Referring expression data:

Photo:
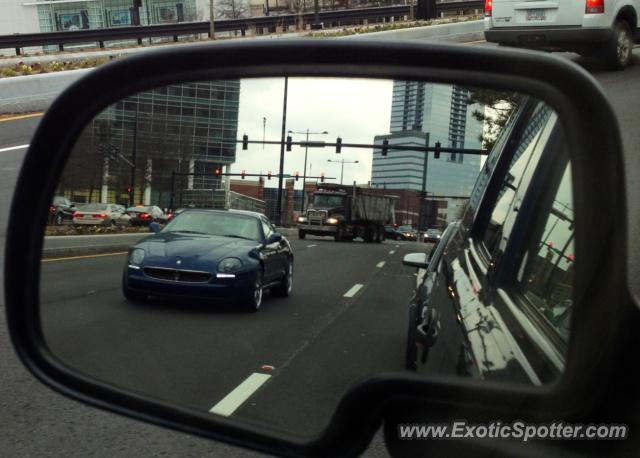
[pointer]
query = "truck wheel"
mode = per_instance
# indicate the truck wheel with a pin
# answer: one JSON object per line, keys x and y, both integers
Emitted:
{"x": 368, "y": 236}
{"x": 618, "y": 51}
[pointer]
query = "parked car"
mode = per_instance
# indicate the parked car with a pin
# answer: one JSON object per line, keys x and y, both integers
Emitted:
{"x": 211, "y": 254}
{"x": 61, "y": 210}
{"x": 432, "y": 235}
{"x": 142, "y": 215}
{"x": 496, "y": 300}
{"x": 392, "y": 233}
{"x": 97, "y": 214}
{"x": 408, "y": 232}
{"x": 601, "y": 28}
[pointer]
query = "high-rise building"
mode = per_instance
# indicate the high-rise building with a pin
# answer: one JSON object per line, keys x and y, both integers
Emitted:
{"x": 422, "y": 112}
{"x": 177, "y": 136}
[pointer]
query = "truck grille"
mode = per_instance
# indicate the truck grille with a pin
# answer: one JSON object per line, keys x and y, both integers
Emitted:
{"x": 317, "y": 217}
{"x": 177, "y": 275}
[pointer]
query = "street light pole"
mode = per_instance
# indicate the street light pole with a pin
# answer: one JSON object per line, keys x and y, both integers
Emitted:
{"x": 306, "y": 150}
{"x": 282, "y": 141}
{"x": 343, "y": 162}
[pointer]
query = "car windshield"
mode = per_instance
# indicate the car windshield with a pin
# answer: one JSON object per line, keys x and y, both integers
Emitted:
{"x": 216, "y": 223}
{"x": 325, "y": 200}
{"x": 93, "y": 207}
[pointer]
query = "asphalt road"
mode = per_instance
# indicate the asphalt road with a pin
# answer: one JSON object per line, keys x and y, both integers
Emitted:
{"x": 319, "y": 341}
{"x": 35, "y": 421}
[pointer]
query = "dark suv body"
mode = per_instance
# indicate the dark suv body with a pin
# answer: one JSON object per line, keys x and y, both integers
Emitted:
{"x": 495, "y": 299}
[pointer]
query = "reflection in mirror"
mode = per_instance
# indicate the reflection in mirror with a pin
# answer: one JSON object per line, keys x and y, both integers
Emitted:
{"x": 228, "y": 255}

### WHAT THE EXERCISE ASKS
Check each line in the data for the word "parked", then report only how many lines contain it.

### ANSWER
2